■ Provided text:
====

This time, the Fed will be pushing up interest rates – as they’re already doing – even in the face of weaker GDP and other metrics.
Timing Is Everything
The key uncertainty is whether the Fed can take its foot off the interest rate pedal at just the right time – by lowering rates – to minimize damage to the economy and to all those highly leveraged borrowers the BDCs have on their books.
Or will the damage spiral out of control, saddling all lenders – including the BDC sector – with a plethora of bad loans; lost capital and forgone interest income ?
Adding insult to injury, the Fed would then be lowering rates – expected in 2023-2024 – just as the BDCs were contending with all those new bad loans.
We believe the Fed can and will thread this needle – although we’ll have to wait at least a couple of years to be sure – which should benefit the BDC sector.
It’s doubtful that when all is said and done short term interest rates will drop back to a level below BDCs floors or that credit losses will reach the monumental levels of the Great Recession.

====

■ Data provided:
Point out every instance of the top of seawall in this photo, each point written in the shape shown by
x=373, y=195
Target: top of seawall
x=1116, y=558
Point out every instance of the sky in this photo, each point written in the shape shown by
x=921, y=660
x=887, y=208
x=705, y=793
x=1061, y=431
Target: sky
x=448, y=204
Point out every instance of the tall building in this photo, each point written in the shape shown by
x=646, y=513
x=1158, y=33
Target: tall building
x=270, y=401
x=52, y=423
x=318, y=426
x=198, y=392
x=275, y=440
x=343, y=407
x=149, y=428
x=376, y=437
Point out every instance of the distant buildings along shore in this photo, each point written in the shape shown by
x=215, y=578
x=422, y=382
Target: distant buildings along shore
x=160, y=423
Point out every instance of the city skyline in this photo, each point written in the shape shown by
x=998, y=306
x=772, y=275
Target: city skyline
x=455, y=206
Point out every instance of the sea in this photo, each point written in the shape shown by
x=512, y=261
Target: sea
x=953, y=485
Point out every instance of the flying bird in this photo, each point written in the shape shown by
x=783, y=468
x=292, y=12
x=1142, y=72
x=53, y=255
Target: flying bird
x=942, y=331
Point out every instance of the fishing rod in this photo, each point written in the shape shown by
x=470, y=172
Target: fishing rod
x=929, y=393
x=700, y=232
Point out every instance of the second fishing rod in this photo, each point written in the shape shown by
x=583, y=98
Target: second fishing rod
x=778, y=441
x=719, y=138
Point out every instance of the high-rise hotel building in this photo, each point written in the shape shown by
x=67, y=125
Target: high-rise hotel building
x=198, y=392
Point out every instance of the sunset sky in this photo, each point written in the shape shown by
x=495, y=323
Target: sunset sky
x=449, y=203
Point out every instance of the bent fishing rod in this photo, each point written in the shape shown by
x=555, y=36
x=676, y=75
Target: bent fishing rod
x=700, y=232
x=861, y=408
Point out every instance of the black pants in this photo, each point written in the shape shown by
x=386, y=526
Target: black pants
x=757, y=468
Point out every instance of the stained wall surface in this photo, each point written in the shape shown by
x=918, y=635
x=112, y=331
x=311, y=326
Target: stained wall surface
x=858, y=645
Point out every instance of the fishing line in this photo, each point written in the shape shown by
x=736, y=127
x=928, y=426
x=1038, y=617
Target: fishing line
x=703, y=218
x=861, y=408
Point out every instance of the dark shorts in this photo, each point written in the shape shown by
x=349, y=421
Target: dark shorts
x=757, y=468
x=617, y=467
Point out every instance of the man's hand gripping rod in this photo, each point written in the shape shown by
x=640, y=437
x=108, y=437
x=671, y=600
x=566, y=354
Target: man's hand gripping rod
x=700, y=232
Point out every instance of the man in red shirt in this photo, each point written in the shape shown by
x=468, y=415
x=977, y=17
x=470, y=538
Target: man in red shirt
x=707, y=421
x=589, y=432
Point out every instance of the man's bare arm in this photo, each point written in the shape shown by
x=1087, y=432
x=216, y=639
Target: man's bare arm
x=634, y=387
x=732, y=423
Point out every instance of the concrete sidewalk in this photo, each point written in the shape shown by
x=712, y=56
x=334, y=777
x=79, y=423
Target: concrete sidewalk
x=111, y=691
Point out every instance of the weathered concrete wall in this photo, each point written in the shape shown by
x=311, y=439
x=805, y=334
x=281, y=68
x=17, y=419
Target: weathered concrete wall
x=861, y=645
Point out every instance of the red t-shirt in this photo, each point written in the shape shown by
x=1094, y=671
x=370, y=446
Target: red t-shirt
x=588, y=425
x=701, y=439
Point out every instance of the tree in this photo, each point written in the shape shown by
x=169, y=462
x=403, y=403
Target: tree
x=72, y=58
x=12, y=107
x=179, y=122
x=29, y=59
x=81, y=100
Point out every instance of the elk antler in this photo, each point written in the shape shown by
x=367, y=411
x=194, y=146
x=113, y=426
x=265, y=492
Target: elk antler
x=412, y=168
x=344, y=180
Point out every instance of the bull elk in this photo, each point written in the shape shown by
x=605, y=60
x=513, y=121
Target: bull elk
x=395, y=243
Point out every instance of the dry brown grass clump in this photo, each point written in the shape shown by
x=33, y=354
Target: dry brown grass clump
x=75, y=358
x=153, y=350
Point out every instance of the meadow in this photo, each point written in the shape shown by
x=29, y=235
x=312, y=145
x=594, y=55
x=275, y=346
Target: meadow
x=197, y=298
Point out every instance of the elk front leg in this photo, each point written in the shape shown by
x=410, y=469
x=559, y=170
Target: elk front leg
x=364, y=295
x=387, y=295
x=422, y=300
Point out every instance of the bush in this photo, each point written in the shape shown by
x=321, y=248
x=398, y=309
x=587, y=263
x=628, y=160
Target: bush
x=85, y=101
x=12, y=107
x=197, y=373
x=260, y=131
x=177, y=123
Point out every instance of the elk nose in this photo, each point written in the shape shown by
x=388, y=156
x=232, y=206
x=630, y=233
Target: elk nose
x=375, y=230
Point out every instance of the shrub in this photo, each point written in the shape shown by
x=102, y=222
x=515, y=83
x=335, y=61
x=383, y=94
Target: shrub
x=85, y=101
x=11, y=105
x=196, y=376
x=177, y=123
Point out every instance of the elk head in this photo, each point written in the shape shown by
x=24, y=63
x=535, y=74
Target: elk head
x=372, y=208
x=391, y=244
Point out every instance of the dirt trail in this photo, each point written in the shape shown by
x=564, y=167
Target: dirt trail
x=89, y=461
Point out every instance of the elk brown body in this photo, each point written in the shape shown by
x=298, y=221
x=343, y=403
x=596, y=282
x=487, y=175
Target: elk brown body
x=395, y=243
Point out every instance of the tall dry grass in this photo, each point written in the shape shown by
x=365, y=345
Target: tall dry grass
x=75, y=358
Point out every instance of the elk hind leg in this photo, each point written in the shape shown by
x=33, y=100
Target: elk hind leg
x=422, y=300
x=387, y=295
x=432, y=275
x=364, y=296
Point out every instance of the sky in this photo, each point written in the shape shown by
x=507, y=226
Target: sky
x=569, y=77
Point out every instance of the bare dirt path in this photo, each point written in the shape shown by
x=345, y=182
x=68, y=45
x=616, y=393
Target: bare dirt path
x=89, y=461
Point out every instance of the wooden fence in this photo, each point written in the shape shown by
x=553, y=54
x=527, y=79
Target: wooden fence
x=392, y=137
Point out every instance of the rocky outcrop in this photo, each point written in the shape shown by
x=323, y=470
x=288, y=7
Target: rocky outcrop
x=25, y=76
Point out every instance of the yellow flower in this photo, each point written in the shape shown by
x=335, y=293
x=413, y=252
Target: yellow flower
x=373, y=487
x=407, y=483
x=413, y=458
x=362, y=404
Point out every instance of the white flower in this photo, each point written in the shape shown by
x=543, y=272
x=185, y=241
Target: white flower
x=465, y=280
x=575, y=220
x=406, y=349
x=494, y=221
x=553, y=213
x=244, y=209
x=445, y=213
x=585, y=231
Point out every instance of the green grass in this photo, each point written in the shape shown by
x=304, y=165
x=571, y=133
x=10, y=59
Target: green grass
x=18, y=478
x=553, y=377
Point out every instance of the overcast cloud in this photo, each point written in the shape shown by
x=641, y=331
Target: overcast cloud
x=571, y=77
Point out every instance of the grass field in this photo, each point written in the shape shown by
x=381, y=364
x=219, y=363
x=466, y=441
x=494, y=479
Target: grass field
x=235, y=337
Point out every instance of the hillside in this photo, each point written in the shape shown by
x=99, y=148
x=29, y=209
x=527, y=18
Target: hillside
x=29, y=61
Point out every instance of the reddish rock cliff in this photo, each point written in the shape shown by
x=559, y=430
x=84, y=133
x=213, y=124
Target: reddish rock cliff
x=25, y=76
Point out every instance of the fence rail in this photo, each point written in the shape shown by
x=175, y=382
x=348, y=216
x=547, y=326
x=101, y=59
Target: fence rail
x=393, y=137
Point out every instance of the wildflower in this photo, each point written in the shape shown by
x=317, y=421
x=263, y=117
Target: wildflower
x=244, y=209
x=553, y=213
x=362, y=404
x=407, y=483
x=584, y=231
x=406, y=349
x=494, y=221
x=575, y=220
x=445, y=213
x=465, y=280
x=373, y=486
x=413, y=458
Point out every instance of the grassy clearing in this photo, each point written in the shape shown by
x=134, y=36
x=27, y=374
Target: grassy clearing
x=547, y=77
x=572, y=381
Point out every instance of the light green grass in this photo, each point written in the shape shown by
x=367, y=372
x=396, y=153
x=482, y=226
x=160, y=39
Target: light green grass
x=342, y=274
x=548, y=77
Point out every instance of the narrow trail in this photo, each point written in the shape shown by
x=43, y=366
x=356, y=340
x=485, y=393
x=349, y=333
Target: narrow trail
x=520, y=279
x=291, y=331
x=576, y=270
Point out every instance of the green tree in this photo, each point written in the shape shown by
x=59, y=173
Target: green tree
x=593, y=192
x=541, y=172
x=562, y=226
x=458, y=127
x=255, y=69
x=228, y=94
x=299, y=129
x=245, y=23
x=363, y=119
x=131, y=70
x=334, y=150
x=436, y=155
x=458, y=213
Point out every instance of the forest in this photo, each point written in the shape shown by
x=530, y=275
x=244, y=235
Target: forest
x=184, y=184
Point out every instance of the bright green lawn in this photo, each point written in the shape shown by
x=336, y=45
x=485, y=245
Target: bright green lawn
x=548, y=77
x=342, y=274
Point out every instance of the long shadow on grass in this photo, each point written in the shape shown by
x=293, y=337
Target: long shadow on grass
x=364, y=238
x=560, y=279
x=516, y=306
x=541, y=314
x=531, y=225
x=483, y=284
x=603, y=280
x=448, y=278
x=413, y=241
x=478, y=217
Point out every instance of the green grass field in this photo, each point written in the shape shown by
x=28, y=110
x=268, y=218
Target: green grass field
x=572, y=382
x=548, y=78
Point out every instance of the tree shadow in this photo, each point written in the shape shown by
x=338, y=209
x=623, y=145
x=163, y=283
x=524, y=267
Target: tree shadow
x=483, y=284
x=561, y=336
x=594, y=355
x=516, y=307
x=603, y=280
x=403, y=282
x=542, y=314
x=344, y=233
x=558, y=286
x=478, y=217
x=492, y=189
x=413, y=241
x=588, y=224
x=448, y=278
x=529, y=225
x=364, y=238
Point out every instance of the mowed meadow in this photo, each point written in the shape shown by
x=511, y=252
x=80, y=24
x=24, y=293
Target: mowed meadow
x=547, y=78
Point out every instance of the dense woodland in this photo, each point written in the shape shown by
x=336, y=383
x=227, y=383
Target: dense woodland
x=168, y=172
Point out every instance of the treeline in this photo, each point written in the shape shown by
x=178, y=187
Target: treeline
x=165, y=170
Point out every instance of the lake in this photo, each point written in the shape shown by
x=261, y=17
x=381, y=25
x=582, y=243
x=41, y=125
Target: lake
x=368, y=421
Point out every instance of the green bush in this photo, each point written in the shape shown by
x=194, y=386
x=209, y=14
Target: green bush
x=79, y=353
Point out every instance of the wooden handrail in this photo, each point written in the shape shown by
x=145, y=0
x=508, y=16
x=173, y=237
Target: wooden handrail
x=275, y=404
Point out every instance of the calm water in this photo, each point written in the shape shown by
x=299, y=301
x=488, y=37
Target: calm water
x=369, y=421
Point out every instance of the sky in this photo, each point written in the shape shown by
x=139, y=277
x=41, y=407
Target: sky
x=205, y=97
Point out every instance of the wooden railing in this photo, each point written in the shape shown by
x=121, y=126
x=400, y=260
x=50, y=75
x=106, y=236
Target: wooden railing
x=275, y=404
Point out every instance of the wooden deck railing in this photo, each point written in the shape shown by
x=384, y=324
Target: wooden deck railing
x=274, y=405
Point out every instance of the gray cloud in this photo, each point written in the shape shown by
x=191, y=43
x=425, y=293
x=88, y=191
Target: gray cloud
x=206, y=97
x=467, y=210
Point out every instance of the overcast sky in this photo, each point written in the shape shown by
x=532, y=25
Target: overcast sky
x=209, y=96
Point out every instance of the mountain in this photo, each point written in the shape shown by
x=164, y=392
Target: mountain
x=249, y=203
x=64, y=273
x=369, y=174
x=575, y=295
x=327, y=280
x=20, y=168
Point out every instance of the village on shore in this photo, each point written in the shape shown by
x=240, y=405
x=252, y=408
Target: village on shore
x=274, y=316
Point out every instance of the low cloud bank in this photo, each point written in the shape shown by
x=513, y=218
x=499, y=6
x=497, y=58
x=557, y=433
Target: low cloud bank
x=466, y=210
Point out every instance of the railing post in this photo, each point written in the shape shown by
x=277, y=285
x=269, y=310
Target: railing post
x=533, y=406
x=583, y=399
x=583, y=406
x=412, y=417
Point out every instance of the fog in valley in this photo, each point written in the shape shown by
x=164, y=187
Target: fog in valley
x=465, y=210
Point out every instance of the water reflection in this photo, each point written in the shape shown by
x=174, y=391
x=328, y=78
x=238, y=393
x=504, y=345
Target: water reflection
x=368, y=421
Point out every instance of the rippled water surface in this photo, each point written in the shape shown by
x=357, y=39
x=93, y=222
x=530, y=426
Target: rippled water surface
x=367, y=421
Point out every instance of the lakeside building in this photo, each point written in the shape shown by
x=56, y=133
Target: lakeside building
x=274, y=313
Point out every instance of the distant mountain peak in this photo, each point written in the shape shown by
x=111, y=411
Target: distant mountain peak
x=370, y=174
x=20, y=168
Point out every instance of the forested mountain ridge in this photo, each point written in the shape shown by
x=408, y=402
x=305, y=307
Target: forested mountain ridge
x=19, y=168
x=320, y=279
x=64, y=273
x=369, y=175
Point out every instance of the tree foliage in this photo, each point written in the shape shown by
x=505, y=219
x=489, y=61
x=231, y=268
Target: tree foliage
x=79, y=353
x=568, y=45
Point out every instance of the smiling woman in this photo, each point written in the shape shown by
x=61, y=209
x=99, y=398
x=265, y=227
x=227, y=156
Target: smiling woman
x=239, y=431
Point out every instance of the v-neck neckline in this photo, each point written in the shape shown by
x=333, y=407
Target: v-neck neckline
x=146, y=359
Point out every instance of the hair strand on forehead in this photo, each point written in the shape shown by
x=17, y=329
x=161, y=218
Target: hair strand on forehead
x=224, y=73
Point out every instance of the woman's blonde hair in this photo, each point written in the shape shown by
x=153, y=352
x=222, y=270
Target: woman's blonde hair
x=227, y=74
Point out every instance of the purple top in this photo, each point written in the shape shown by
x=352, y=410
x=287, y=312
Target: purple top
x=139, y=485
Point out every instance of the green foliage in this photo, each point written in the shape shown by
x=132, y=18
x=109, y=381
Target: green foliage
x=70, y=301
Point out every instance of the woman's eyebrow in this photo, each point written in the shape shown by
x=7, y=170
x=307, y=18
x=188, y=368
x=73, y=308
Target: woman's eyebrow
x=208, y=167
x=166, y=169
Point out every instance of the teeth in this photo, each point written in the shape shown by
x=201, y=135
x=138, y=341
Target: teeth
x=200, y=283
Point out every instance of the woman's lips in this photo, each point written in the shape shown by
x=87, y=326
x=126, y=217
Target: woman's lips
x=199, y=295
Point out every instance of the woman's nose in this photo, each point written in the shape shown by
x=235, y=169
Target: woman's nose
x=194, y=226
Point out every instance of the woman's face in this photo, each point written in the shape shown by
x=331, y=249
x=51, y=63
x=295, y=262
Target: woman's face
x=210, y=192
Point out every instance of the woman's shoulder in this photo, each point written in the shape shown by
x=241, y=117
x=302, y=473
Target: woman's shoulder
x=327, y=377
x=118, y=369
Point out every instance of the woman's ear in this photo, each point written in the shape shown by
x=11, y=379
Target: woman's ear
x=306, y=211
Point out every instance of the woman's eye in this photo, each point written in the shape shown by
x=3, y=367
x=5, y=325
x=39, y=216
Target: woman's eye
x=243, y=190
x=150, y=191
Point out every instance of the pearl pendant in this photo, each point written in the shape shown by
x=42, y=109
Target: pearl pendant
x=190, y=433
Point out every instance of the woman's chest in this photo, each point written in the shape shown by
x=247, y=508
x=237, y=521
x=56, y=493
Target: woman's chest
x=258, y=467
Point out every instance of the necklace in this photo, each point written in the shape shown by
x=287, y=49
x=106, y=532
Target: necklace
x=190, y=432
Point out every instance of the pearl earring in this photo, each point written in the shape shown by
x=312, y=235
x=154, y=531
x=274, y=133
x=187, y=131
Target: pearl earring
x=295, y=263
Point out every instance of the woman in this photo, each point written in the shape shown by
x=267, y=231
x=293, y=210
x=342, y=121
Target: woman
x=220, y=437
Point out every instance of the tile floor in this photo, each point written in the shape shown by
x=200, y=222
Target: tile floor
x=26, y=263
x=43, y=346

====

■ Request:
Update the passage about the Fed and BDCs by writing out everything from "This time, the" down to "interest income ?", with "borrowers" changed to "debtors". Work only from the passage about the Fed and BDCs.

■ Expected output:
This time, the Fed will be pushing up interest rates – as they’re already doing – even in the face of weaker GDP and other metrics.
Timing Is Everything
The key uncertainty is whether the Fed can take its foot off the interest rate pedal at just the right time – by lowering rates – to minimize damage to the economy and to all those highly leveraged debtors the BDCs have on their books.
Or will the damage spiral out of control, saddling all lenders – including the BDC sector – with a plethora of bad loans; lost capital and forgone interest income ?